Document text Block Start
During today's call, Sherry will present our annual business highlights, and I will guide you through the company's financials and future outlook. Following that, we will open the floor for a Q&A session. As a reminder, today's presentation can be accessed on our Investor Relations section of the company's website. Now, I will turn it over to Sherry.
Thank you, Shiniu, and thanks to everyone for joining today's call. In 2024, despite industry headwinds and geopolitical tensions, GenScript remained resilient and achieved exciting breakthroughs. Before delving into each segment, let me provide a high-level overview. In the life sciences sector, despite geopolitical tensions affecting the first half, we experienced a strong recovery in the second half, driven by the solid customer trust we have established over the past two decades. Our protein segment, representing about 25% of life sciences revenue, achieved remarkable growth by capitalizing on the integrated strengths of our gene and protein platforms and our continuous improvement on platform capabilities. We were able to deliver and exceed customers' expectations. This success underscores the exciting growth potential of our protein segment, unlocking a broad market for GenScript.
In the CDMO business, following industry headwinds in the past two years, ProBio has seen a strong recovery across North America, China, and Europe. Furthermore, through collaboration with LaNova, ProBio is poised to generate substantial cash flow in the coming years. We anticipate receiving a one-time upfront payment from LaNova in the first half of 2025, along with potential milestone payments over time. The cash flow from the LaNova deal will support our continued global expansion. Bestzyme's business continues to thrive, delivering top-tier revenue growth in the enzyme industry and injecting new vitality into the sector with solid innovation. In product innovation, cost optimization, and key account development, Bestzyme has achieved notable breakthroughs. In 2024, GenScript accomplished a turnaround in profit. We expect group-level profit to remain positive in 2025 and 2026.
Document text Block End
Data supplied Block Start
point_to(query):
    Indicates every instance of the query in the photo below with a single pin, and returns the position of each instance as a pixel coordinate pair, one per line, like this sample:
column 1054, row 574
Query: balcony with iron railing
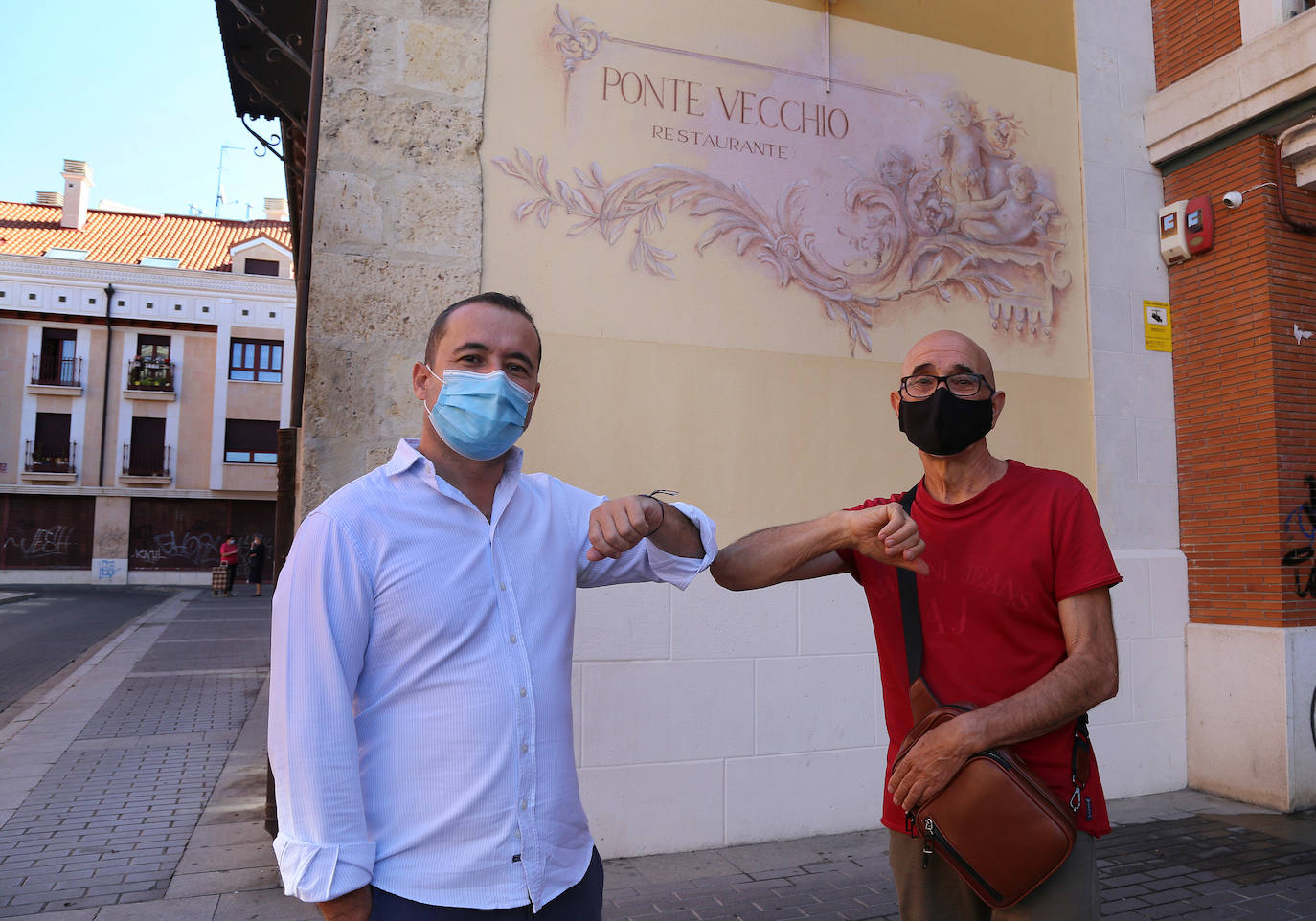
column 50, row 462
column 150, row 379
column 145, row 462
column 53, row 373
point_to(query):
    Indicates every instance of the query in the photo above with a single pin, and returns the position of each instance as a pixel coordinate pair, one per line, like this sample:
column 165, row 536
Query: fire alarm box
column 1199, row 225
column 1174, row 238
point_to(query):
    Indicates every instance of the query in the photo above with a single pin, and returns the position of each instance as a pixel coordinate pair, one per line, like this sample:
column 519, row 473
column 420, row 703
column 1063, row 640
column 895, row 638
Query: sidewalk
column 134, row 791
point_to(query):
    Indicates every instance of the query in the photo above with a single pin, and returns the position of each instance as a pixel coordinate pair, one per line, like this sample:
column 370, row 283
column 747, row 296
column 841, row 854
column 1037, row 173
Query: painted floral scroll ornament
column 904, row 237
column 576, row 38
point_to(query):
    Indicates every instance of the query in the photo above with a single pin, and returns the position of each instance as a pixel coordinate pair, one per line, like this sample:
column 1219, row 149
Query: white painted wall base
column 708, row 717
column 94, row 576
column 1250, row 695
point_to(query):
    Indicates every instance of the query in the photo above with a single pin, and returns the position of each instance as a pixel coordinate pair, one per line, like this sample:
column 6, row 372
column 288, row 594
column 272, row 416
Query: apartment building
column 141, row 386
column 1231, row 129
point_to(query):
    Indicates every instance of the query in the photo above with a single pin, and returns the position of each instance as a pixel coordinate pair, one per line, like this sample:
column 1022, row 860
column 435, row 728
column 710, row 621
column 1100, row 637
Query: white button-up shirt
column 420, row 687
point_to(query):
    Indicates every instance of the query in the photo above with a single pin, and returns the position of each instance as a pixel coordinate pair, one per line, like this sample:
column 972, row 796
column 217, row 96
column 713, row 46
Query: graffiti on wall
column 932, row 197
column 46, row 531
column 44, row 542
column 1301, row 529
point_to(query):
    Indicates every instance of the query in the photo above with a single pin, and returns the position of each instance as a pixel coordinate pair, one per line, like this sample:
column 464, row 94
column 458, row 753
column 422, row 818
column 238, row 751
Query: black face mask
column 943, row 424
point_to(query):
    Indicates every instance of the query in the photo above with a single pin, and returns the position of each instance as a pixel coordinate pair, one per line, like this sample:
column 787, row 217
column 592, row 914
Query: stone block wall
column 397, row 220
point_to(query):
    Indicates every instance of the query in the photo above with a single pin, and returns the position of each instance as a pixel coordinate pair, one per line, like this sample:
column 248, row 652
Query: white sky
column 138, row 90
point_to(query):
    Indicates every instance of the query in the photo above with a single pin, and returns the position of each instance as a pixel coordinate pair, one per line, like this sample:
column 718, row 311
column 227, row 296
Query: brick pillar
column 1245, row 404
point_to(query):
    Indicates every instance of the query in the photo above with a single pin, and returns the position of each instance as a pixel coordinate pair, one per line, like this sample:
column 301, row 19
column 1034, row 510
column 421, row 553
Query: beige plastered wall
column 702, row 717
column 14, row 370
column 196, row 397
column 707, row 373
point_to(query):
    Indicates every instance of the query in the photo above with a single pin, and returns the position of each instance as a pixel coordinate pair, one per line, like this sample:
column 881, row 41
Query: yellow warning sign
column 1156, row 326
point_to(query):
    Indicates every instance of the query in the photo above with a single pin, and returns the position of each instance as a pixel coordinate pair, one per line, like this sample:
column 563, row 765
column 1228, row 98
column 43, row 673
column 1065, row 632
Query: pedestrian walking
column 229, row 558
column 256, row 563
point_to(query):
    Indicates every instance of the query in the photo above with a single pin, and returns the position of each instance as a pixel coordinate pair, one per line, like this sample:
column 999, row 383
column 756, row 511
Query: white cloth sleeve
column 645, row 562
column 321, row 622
Data supplied Block End
Data supplied Block Start
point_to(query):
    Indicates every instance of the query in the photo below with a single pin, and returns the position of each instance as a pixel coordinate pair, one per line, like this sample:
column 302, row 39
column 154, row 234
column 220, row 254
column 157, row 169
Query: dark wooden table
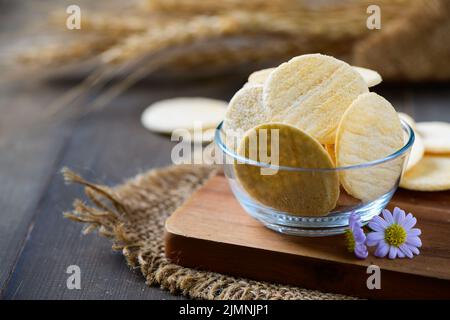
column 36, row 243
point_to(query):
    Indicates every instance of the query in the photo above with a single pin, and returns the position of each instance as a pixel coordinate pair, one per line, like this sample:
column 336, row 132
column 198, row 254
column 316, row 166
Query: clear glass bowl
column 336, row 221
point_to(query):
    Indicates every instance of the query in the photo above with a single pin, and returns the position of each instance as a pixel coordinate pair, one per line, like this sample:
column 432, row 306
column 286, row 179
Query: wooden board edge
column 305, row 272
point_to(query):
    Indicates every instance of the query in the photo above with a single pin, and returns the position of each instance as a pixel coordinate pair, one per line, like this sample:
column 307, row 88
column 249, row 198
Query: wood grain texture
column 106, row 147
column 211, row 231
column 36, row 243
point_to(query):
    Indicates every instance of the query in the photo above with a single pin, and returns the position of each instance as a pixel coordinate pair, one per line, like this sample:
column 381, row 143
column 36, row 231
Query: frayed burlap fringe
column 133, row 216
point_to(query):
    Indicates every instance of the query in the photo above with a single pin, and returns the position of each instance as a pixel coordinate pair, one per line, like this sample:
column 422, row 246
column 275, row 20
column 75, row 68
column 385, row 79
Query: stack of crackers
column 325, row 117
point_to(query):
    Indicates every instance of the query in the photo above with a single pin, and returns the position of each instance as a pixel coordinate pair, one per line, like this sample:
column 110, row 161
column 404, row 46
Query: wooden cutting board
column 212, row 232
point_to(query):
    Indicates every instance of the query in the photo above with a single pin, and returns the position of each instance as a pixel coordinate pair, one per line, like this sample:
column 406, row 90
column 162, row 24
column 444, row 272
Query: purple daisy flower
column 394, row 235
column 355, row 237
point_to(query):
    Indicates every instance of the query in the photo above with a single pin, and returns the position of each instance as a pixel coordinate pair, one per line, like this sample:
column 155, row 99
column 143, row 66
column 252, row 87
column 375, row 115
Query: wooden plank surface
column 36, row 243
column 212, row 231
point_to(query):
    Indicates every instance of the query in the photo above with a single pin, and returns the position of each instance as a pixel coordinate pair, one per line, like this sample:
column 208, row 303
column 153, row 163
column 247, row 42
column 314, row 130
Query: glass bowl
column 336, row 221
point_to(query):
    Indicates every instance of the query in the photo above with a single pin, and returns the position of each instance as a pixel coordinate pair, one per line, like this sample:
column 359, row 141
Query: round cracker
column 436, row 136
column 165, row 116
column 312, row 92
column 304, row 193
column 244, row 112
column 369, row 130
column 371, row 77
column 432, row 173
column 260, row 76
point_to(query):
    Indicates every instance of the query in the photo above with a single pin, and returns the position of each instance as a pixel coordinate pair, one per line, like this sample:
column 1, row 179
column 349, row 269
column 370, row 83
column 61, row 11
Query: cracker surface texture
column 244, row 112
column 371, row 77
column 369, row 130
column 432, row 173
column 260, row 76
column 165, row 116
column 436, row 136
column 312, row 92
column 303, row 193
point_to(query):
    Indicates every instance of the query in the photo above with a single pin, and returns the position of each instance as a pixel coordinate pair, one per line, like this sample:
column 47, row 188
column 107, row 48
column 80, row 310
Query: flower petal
Data supplied Block End
Data supplied Block Start
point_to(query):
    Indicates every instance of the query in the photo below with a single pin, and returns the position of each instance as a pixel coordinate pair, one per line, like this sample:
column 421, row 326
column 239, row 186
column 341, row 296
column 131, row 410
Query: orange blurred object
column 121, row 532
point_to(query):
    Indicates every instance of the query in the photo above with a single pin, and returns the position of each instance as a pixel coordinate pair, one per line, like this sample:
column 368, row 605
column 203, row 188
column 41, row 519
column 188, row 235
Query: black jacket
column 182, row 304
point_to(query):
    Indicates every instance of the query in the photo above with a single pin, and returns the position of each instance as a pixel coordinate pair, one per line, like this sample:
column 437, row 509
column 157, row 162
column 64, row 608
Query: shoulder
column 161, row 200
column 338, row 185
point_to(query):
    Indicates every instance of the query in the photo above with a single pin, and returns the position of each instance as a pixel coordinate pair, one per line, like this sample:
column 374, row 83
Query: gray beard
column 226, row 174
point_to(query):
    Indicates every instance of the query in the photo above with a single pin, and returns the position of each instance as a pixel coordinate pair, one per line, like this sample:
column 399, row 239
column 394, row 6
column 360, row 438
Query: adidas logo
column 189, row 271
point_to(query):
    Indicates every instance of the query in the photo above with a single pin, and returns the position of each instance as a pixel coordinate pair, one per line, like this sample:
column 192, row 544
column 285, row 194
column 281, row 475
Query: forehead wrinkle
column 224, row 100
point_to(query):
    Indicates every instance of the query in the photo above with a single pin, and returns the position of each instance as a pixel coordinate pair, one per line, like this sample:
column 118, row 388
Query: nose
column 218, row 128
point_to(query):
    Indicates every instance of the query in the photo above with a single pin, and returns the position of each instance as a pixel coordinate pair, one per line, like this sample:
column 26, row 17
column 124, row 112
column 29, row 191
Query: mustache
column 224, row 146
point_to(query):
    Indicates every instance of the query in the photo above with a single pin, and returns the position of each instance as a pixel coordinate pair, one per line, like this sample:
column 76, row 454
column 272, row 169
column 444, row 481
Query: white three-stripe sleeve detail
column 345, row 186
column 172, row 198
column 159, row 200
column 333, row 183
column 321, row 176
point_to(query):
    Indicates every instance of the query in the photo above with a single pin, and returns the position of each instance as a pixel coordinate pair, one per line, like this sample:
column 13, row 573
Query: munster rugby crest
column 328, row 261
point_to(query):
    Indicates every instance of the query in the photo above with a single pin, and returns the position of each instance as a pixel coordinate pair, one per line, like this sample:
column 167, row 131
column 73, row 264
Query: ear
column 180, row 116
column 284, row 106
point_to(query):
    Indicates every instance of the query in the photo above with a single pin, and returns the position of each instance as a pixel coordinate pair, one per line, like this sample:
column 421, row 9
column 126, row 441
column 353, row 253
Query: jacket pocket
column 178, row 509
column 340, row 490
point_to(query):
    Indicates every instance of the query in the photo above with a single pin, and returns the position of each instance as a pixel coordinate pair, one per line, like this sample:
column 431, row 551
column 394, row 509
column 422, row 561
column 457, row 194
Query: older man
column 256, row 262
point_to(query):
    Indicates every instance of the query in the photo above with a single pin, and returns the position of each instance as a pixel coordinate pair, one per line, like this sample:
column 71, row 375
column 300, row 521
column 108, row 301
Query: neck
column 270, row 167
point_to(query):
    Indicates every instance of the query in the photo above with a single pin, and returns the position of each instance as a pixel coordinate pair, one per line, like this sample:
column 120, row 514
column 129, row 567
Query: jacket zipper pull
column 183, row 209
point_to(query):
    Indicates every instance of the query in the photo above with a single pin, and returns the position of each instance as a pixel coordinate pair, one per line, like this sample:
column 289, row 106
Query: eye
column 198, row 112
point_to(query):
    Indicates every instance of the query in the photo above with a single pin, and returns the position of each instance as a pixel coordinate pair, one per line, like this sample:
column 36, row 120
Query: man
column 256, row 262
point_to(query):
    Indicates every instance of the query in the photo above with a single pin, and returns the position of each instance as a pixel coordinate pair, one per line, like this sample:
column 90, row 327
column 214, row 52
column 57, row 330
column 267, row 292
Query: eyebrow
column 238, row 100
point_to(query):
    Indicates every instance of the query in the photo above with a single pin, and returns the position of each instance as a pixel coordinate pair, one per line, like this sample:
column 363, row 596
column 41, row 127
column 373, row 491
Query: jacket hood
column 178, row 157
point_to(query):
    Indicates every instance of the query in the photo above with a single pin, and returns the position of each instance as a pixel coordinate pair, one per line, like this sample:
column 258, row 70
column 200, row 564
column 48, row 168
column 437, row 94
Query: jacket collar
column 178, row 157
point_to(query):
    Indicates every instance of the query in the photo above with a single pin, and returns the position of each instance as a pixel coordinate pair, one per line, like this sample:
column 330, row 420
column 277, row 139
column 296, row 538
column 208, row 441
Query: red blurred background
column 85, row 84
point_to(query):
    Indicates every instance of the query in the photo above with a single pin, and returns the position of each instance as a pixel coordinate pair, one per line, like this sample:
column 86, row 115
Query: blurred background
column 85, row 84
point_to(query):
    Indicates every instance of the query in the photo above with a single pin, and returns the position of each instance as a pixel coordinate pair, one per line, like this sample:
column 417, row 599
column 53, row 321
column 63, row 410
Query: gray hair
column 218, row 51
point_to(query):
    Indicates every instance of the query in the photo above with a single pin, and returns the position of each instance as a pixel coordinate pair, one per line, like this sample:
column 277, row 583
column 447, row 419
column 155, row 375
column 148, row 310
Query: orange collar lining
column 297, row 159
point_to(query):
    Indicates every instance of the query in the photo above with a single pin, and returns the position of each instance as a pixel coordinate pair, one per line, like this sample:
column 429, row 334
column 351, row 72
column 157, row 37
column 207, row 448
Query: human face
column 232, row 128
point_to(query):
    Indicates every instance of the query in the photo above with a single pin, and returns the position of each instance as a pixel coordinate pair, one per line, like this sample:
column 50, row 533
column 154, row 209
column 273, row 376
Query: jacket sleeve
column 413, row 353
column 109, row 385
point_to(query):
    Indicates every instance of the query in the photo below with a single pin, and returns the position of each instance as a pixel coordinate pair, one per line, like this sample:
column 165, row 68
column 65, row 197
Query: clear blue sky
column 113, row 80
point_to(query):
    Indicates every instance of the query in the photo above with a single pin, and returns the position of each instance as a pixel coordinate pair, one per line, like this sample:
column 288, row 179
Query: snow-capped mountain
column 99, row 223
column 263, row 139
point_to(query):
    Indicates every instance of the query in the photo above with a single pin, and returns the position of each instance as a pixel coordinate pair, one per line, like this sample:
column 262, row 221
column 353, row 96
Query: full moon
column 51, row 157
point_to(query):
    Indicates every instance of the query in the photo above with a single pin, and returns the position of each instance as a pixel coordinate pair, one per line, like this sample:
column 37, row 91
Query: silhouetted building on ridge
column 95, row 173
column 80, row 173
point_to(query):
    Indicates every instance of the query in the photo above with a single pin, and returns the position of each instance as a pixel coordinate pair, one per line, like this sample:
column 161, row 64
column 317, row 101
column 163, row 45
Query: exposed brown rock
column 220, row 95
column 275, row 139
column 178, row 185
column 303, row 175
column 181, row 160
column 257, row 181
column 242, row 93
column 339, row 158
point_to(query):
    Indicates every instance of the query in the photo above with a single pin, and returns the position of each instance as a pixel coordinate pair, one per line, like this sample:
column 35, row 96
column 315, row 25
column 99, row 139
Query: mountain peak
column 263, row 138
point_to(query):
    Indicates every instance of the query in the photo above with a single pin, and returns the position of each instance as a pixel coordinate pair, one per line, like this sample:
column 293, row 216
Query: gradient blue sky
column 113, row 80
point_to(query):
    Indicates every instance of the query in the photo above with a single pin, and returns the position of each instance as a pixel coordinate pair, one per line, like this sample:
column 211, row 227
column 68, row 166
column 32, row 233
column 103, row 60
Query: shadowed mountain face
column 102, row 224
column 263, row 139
Data supplied Block End
About this task —
Write the next part of the GenScript earnings call transcript, picking up right after its last sentence.

Output below —
Beyond 2026, with improved profitability from our associate, Legend Biotech, the group's profitability is poised for further improvement. As of the end of 2024, GenScript has a global workforce of over 5,500 members. Driven by our innovation-led growth strategy, 10% of our workforce is dedicated to R&D, leading the industry. With ongoing investment in research and development, GenScript has amassed over 250 patents and has more than 480 patents in the application process. We serve customers from over 100 countries and regions, positioning us as a global leader in the industry. Next page. Before diving into our business update, I'm excited to highlight the strides we have made in ESG. After joining the United Nations Global Compact (UNGC), we further solidified our sustainability commitment in 2024. Both GenScript and our subsidiary, ProBio, became supplier partners of the Pharmaceutical Supply Chain Initiative (PSCI), supporting the industry's sustainable supply chain.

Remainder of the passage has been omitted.